§ **Request**:
From the line containing "Teacher note: indicate the white" to the end of the listing, write out every line exactly; leave out everything else.

§ **Data shown**:
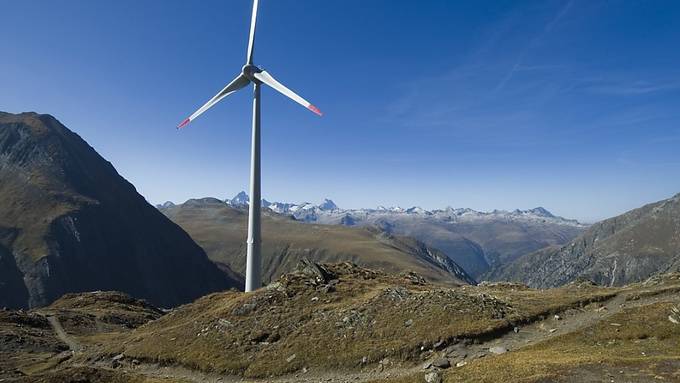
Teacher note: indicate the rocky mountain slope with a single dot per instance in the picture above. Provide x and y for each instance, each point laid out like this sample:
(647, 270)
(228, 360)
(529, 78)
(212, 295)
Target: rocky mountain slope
(69, 222)
(344, 323)
(221, 230)
(477, 241)
(620, 250)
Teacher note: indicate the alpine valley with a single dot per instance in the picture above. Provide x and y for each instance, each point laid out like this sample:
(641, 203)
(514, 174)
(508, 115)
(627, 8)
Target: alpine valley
(477, 241)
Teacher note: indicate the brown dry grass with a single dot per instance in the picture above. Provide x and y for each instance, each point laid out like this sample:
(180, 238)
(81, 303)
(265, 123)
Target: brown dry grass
(371, 315)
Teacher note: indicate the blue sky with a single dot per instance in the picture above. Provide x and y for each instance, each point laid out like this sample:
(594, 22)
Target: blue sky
(571, 105)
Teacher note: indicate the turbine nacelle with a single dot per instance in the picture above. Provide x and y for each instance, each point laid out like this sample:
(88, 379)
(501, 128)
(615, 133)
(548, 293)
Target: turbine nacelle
(249, 70)
(252, 74)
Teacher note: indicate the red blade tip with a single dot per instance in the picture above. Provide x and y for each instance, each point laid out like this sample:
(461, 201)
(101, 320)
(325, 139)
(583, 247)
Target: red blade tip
(315, 110)
(183, 124)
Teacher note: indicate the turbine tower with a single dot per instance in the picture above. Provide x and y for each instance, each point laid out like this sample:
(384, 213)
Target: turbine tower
(252, 74)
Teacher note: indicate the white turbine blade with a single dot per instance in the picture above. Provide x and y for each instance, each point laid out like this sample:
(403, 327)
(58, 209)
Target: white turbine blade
(251, 38)
(236, 84)
(271, 81)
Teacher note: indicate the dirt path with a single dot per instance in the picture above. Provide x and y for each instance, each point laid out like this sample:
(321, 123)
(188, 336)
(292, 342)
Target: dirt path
(62, 335)
(536, 332)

§ **Output for this task**:
Teacher note: indicate the white turbine blade with a single dot per instance in the picture above. Provide x and y for each instance, each point laid out like this sample:
(403, 327)
(58, 209)
Target: white turbine blade
(251, 38)
(236, 84)
(271, 81)
Teacher note: indicate the dirt path with a single dot per instance in the picture above. Provide x and y for each instance, each point laid out like this sample:
(321, 123)
(188, 336)
(292, 342)
Target: dirt path
(62, 335)
(536, 332)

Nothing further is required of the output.